Caliber completed the sale of the Holiday Inn Ocotillo in the Phoenix–Chandler submarket for $13 million. The asset was owned by Caliber Hospitality Trust, Inc. (CHT); Caliber’s private Umbrella partnership C-corporation (Up-C) vehicle focused on transformational and value enhancing opportunities in the hospitality space. Other terms and conditions were not disclosed.
“This transaction reflects the discipline of our acquisition and repositioning strategy,” Caliber CEO Chris Loeffler said in a statement. “We acquired the property prior to COVID, navigated through one of the most disruptive periods in the history of the hospitality industry, and exited the investment at a time when we are seeing better uses of capital. We now turn our attention back to growth as we enter a market full of new opportunities to create value for CHT.”
Caliber intends to recycle proceeds from the Holiday Inn Ocotillo sale, combine them with new equity raised through its in-house capital markets platform and institutional partnerships, and begin expanding the CHT portfolio in 2026.
Caliber Hospitality Trust Strategy
CHT was formed as an institutional-grade acquisition platform designed to aggregate branded, cash-flowing hotels through tax-efficient hotel contribution transactions, strategic value-add acquisitions, select development opportunities and strategic partnerships.
During 2024 and 2025, Caliber focused on the structuring of CHT and evaluating multiple initial contribution and acquisition opportunities to create greater scale. As hotel profitability declined nationally amid rising interest rates and margin compression, many of those opportunities no longer met the objectives for CHT and CHT elected not to close on certain transactions that no longer met our return thresholds. Capital structures remain challenged across the sector, and 2026–2027 represents a more compelling acquisition window than prior years.
Many hotels today generate positive property-level cash flow but face upcoming loan maturities, and brand-mandated property improvement plans and inefficient operating structures. CHT is designed to provide flexible solutions to contributors of hotels, including potential tax-advantaged exchange transactions, debt restructuring or replacement, collaboration with brands to capitalize required improvements, renovation expertise, and institutional quality asset management to support existing management teams.
CHT’s acquisition strategy is centered on maximizing distributable cash flow relative to equity deployed, with a focus on disciplined underwriting, value add renovations, relentless focus on asset management, balance sheet stability, to affect a scalable portfolio strategy.
As the sponsor of CHT and owner of the external advisor to the Trust, Caliber generates revenue through asset management fees, performance-based incentives, and potential balance sheet participation. Growth of the Trust’s asset base and cash flow is expected to contribute to increased recurring revenue and operating leverage at the Caliber level.
CHT is designed to grow at an institutional scale. As the portfolio expands, CHT intends to evaluate liquidity pathways that may include a non-traded REIT structure, offering quarterly liquidity, with the long-term objective of achieving sufficient size and operating performance to pursue a public listing.
“We believe we are entering a period where disciplined buyers with flexible capital can create meaningful value in hospitality,” Loeffler added. “Our focus is on acquiring assets that generate strong cash flow per dollar of equity invested and building the Trust methodically, with long-term alignment between CHT’s investors and Caliber’s shareholders.”

**Requirement**:
In the press release on the Holiday Inn Ocotillo sale, what price did the hotel sell for? The items that come next were drawn from an unrelated source.

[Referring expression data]

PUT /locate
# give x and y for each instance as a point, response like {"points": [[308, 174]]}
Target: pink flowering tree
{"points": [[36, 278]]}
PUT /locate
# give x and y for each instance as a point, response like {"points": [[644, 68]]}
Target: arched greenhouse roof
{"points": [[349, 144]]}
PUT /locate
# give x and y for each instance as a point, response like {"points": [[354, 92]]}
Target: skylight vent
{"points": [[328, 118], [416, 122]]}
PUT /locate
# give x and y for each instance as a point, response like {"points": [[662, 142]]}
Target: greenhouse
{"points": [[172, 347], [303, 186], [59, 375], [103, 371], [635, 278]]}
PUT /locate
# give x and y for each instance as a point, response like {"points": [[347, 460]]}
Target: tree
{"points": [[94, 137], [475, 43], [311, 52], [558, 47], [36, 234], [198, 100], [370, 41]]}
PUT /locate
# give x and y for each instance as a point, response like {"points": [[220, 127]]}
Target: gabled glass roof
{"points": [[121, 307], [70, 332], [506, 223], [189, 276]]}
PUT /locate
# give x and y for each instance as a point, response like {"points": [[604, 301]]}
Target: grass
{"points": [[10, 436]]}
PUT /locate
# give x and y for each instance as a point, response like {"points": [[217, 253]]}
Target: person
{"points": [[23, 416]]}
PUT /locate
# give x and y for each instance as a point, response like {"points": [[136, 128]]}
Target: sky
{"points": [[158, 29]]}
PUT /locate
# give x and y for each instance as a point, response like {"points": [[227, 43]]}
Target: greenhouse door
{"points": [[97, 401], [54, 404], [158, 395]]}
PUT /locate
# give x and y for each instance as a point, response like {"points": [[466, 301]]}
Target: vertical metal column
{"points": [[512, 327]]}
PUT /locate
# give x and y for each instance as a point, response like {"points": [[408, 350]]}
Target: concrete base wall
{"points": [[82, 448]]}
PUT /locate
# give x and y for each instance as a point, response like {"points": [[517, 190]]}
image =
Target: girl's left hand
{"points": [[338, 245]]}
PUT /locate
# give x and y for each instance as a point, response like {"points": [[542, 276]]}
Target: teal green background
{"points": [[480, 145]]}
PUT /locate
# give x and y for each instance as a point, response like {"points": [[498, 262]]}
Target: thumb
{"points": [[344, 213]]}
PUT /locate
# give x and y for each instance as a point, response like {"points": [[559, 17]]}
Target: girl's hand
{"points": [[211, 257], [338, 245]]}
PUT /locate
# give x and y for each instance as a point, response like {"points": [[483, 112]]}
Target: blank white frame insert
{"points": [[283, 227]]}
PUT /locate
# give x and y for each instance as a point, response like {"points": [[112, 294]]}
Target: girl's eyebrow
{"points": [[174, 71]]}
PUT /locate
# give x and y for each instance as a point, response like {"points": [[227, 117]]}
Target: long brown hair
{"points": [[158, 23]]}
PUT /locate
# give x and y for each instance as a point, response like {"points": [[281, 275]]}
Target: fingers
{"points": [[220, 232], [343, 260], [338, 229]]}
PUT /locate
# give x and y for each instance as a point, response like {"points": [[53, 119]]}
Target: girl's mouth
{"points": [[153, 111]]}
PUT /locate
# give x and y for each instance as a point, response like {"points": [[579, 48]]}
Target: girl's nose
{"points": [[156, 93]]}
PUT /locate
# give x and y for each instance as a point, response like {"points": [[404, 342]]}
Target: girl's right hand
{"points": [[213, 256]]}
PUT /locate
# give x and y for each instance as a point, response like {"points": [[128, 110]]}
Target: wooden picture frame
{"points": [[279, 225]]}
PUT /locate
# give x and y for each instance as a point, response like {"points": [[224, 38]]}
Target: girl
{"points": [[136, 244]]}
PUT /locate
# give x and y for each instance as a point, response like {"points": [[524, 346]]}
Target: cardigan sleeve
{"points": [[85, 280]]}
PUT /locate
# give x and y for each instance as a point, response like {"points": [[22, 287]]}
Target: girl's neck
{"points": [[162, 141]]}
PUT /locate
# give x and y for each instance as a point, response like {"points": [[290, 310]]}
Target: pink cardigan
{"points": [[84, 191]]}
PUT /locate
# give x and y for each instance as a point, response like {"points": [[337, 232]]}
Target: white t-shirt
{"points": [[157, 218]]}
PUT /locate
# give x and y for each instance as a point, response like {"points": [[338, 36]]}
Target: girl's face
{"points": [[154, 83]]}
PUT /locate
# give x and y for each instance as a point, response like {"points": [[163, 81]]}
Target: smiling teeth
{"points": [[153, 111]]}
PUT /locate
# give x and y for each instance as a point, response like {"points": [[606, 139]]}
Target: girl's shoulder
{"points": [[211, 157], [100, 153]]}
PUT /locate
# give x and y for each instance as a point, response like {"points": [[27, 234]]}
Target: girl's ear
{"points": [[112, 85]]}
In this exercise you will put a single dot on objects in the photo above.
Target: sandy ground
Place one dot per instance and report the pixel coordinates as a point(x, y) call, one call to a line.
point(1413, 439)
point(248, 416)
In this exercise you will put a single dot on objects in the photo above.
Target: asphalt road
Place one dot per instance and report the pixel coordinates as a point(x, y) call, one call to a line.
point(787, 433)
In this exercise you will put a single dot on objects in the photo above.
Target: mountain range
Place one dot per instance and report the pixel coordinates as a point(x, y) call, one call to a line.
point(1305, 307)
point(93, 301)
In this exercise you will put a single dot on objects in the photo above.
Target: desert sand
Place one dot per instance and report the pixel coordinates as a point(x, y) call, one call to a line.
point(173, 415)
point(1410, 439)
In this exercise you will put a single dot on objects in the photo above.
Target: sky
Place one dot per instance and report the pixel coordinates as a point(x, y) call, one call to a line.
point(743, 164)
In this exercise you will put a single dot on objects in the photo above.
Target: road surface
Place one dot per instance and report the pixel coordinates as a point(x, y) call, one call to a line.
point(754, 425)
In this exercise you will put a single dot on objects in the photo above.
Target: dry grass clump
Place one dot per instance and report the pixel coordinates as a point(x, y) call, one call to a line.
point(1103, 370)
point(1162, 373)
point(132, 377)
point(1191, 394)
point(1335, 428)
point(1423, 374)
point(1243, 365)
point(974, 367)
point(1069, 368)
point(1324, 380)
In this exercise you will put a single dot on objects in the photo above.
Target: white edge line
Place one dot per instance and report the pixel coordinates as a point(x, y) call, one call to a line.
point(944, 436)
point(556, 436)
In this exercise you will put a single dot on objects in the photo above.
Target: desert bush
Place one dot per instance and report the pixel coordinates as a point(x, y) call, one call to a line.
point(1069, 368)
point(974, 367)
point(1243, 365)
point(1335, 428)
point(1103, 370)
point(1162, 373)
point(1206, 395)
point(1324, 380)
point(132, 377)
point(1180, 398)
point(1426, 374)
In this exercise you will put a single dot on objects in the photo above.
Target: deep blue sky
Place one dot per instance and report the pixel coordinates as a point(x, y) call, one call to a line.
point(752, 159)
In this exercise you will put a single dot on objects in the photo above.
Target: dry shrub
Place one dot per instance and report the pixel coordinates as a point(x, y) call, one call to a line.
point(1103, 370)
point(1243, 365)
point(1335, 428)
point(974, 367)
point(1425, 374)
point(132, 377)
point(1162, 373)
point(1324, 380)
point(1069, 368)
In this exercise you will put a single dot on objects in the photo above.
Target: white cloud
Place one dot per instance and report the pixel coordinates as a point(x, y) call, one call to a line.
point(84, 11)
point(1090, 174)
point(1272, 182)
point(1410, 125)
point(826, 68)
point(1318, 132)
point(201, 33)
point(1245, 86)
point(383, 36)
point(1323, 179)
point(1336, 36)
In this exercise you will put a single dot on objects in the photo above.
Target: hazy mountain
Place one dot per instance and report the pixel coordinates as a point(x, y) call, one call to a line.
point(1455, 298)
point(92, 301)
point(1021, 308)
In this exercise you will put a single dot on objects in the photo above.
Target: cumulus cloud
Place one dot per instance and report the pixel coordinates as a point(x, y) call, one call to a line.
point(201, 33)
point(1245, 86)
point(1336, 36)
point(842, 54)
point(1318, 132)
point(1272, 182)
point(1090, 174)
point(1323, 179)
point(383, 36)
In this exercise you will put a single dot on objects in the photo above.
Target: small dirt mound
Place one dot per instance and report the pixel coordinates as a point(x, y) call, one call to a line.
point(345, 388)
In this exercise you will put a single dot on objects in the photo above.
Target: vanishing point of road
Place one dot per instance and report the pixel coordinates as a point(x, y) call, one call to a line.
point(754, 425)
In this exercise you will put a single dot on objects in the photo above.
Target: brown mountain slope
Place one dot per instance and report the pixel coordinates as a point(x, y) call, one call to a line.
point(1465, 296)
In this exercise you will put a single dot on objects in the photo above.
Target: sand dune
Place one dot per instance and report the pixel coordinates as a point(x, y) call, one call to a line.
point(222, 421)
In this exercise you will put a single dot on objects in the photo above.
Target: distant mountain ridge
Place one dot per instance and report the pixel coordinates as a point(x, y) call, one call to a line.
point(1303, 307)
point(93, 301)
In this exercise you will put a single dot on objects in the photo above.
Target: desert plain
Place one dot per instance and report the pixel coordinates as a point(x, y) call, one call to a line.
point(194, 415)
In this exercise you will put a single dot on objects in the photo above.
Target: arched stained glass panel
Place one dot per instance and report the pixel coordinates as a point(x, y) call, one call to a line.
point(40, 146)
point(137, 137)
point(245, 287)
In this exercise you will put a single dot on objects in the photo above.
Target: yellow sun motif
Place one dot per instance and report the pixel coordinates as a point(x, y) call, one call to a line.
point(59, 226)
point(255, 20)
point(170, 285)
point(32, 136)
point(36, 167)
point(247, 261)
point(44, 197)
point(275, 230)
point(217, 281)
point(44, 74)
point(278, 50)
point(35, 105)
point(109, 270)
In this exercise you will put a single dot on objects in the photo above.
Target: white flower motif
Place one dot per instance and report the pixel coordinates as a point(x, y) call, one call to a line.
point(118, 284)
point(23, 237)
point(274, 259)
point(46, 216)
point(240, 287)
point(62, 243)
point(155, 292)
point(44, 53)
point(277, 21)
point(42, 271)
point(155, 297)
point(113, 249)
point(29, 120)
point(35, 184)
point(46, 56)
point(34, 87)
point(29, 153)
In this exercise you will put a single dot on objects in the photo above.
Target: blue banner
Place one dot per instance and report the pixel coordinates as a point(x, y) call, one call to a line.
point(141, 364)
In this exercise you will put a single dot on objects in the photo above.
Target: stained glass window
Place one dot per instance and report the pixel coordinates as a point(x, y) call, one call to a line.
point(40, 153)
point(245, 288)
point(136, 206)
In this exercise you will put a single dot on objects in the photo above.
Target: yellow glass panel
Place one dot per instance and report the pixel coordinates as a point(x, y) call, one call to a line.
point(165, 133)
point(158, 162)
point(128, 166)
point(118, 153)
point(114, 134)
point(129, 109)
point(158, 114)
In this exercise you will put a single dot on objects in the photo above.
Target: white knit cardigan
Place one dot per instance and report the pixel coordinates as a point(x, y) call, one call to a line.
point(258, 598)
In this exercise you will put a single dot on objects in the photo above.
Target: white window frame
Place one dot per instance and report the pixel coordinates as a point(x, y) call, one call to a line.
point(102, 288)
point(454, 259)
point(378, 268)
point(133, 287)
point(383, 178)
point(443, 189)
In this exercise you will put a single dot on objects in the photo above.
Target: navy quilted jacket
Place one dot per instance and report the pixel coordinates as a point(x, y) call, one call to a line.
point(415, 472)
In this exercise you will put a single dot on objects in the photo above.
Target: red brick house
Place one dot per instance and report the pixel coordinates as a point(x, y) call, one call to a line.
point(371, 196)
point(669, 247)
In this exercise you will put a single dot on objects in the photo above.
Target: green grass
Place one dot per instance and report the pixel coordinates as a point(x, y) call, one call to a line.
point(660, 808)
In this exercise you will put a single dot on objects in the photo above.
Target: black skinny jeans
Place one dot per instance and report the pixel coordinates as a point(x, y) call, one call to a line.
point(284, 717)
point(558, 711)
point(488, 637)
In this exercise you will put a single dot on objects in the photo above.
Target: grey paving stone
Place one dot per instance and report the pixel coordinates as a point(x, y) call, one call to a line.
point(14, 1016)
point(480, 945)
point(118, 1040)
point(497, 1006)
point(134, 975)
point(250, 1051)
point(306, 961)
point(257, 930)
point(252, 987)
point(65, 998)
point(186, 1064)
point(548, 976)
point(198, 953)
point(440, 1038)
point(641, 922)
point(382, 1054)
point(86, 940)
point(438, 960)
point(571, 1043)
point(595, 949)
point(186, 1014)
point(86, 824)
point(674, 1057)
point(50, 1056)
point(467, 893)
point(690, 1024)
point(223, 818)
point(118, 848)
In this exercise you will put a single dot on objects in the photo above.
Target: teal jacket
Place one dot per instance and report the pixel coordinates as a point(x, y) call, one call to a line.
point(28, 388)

**Reply**:
$13 million